(Position identification records)
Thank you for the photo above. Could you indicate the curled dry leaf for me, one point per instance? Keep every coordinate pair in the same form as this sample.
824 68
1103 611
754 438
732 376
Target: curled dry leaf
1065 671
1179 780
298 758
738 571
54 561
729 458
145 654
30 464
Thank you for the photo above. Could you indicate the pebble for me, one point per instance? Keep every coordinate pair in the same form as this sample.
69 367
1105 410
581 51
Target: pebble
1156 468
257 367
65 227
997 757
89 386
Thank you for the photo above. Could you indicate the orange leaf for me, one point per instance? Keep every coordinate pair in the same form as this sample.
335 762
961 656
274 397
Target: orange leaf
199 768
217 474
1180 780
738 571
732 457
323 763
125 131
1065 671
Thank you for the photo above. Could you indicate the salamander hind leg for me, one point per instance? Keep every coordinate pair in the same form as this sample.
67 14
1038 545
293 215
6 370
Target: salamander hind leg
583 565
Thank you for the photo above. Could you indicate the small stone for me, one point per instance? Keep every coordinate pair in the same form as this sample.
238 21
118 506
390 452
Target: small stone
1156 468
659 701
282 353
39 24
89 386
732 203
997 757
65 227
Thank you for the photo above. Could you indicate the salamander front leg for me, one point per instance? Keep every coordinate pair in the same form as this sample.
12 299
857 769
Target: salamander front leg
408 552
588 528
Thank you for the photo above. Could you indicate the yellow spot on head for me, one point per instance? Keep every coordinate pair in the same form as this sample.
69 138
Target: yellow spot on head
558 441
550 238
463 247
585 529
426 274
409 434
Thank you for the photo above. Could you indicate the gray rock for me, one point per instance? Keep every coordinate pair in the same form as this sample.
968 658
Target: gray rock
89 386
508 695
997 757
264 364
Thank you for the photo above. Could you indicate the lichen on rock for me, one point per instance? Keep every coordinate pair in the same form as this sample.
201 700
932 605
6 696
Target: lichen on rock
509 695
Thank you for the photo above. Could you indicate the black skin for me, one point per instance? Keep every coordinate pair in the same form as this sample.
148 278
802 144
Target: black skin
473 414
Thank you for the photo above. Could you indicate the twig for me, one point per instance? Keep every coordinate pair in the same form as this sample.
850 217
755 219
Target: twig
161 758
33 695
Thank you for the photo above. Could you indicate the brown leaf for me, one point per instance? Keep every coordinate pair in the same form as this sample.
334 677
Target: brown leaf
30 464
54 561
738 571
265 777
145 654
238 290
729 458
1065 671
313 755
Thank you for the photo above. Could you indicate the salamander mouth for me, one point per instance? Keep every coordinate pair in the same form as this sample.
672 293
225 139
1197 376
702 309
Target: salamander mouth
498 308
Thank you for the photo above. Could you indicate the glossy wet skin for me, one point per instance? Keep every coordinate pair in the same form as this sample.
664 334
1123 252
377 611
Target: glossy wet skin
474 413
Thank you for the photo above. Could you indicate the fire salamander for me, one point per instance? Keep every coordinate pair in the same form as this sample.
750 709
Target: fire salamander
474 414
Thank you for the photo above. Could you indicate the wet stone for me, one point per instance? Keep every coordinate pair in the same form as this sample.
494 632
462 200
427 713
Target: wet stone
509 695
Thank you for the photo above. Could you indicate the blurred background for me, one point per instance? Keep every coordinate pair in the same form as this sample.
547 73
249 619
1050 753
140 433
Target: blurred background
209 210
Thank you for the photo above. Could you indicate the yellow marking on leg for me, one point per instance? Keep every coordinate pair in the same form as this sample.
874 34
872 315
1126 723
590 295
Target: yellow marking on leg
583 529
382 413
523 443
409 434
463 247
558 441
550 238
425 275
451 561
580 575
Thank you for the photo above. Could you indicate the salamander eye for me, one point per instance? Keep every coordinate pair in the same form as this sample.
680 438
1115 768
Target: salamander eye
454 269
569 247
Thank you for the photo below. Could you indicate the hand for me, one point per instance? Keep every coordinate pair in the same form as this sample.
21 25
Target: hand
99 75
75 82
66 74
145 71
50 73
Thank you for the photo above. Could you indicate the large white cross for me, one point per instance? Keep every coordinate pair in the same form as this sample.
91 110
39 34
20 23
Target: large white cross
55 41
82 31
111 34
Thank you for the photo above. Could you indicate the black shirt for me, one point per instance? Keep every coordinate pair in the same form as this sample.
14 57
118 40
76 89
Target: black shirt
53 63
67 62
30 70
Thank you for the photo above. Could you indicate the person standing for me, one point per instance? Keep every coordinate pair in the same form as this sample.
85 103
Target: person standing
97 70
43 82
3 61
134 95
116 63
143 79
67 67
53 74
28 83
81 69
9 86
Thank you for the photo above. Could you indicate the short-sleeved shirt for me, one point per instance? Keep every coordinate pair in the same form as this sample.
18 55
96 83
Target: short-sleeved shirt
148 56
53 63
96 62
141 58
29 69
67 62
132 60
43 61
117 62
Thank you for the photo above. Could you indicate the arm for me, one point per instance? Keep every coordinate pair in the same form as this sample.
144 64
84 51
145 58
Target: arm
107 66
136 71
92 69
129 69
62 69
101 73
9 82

● **WHAT YOU HAVE TO DO**: Take the listing above and write it out again exactly.

● **RESULT OF THIS EXERCISE**:
Thank you for the photo above. Could you indicate the curled dry leaf for me, one point per instance? Keep every coordinate pair in the same form as this sample.
824 68
1103 611
754 438
732 376
Target: curled dry leaf
1065 671
1179 780
298 758
738 571
54 561
729 458
145 654
30 464
Thank you for the photo above. Could you indicate the pebble for me, one point per instance? Keep every coordinate pair in the same form as this sample.
69 367
1105 410
581 51
Target: pebble
1156 468
257 367
65 227
997 757
89 386
Thank you for the photo above. Could you indicate the orange leaf for me, one point per instance? Keep every coordinate pair in the same form as this sample.
335 762
961 656
274 397
Target: orange leaf
199 768
217 474
1180 780
738 571
732 457
323 763
125 131
1065 671
Thank you for the photo above. Could you indicate the salamander hind leg for me, one point per instance? Keep every coordinate pair in the same form as this sample.
67 14
1038 545
293 215
6 370
Target: salamander hind leg
583 565
Thank you for the photo above. Could you indicate the small stone for me, one point per instance? Keep every coordinate pair in the same form as this sample.
238 21
118 506
390 452
Target: small stone
1156 468
659 701
282 353
39 24
89 386
732 203
997 757
65 227
Thank you for the photo above. Could you indicate the salamander front leg for me, one point per instance? Keep every coordinate pair in the same form as this sample.
12 299
857 769
Target: salamander front leg
408 552
588 528
Thank you for the photo above. Could you indicate the yellow spot on head for me, one point per instance? Keep every coordinate pair in the same form as this sample.
69 138
Target: yellow spot on head
558 441
550 238
463 247
585 529
426 274
409 434
Thank you for the photo above. Could you indicate the gray rock for me, one point per instance? Keep every coordinate pair in the same form as this sample.
968 658
Target: gray rock
89 386
508 695
997 757
264 364
Thank you for the photo above. Could you indicate the lichen on rock for me, one point per instance? Keep every coordinate pair in the same form as this sample.
201 700
932 605
6 696
Target: lichen on rock
509 695
Thank you for the photo above. Could you indicate the black skin for me, one point per instance? Keep every coordinate pair in the same form as this sample.
148 278
802 144
Target: black skin
473 414
Thank you for the photo above. Could you indicate the twig for me, one point per instance? Keep every coordinate pair in the same form as this sample.
850 217
755 219
Target: twig
161 758
33 695
Thank you for the photo above. Could you indicate the brown leaf for me, one point per instance? Keep every coordinate pair in the same form as this sample.
334 677
Target: brown leaf
30 464
54 561
738 571
265 777
145 654
238 290
729 458
1065 671
313 755
Thank you for the photo above. Could you indicate the salamander mouth for me, one point per instance? Keep every coordinate pair in the same form as this sample.
672 293
225 139
1197 376
702 309
Target: salamander mouth
498 308
Thank you for the photo above. Could you indicate the glossy wet skin for me, one point per instance? Keep every coordinate pair in the same form as this sample.
664 334
1123 252
377 611
Target: glossy wet skin
474 413
Thank you for the photo above. Could you indicate the fire salamander for me, one point per instance? Keep every coordinate pair in the same form as this sample.
750 709
Target: fire salamander
474 414
Thank you for the photo above. Could you indicate the wet stone for me, one point per instance? Keep every coordinate pair in the same form as this sample.
494 632
462 200
427 713
Target: wet stone
509 695
Thank you for the photo above. Could you indicate the blurred background for me, one point per instance? Keep every coordinate pair in the same form as this sample.
547 73
249 619
1050 753
140 433
Target: blurred background
209 210
Thank you for the photo above. Could you indicate the yellow marking on leg for me, one point per instance? Keep every coordinate pair in the same form as this sample.
874 34
872 315
1126 723
590 295
Target: yellow marking on leg
583 529
382 413
523 443
409 434
463 247
558 441
550 238
425 275
451 561
580 575
Thank you for the photo above. Could you indicate the salamander eye for me, one point per instance? Keep every coordinate pair in the same form as this sample.
680 438
1115 768
Target: salamander eye
454 269
569 247
Thank you for the photo below. Could you indicate the hand for me, one point per instance? Keep every coordinate pair in the same form as this sample.
21 25
Target: hand
99 75
75 82
66 74
145 71
50 73
Thank you for the photo above. Could you indicate the large white cross for me, one point per instance? Keep every coordinate pair in the same form as this sample.
91 110
39 34
20 23
Target: large white cross
55 41
82 31
111 34
Thank you for the photo above. Could you indicate the black shirt for me, one point per instance? Keep every coordinate pair in the same form as this sample.
14 57
118 40
76 89
Target: black shirt
53 63
67 62
30 70
Thank you for the photo above. Could you indicate the person standing for me, one point per instance? Keep every coordinate pair in the same form as this sample.
85 103
Target: person standing
97 70
43 82
3 61
134 95
116 63
143 79
67 67
53 74
28 83
81 69
9 86
Thank you for the photo above. Could you indicate the short-sleeved shirt for me, one point per instance? Keep every coordinate pair in the same form as this sample.
18 55
96 83
Target: short-sleeved shirt
148 56
53 63
96 62
141 58
29 69
67 62
132 60
43 61
117 62
Thank you for the photo above. Could you indicate the arm for me, one point per instance? Keep every coordinate pair in the same form as this sample.
144 64
84 51
145 58
Target: arm
107 66
136 71
92 69
129 69
62 69
101 73
9 82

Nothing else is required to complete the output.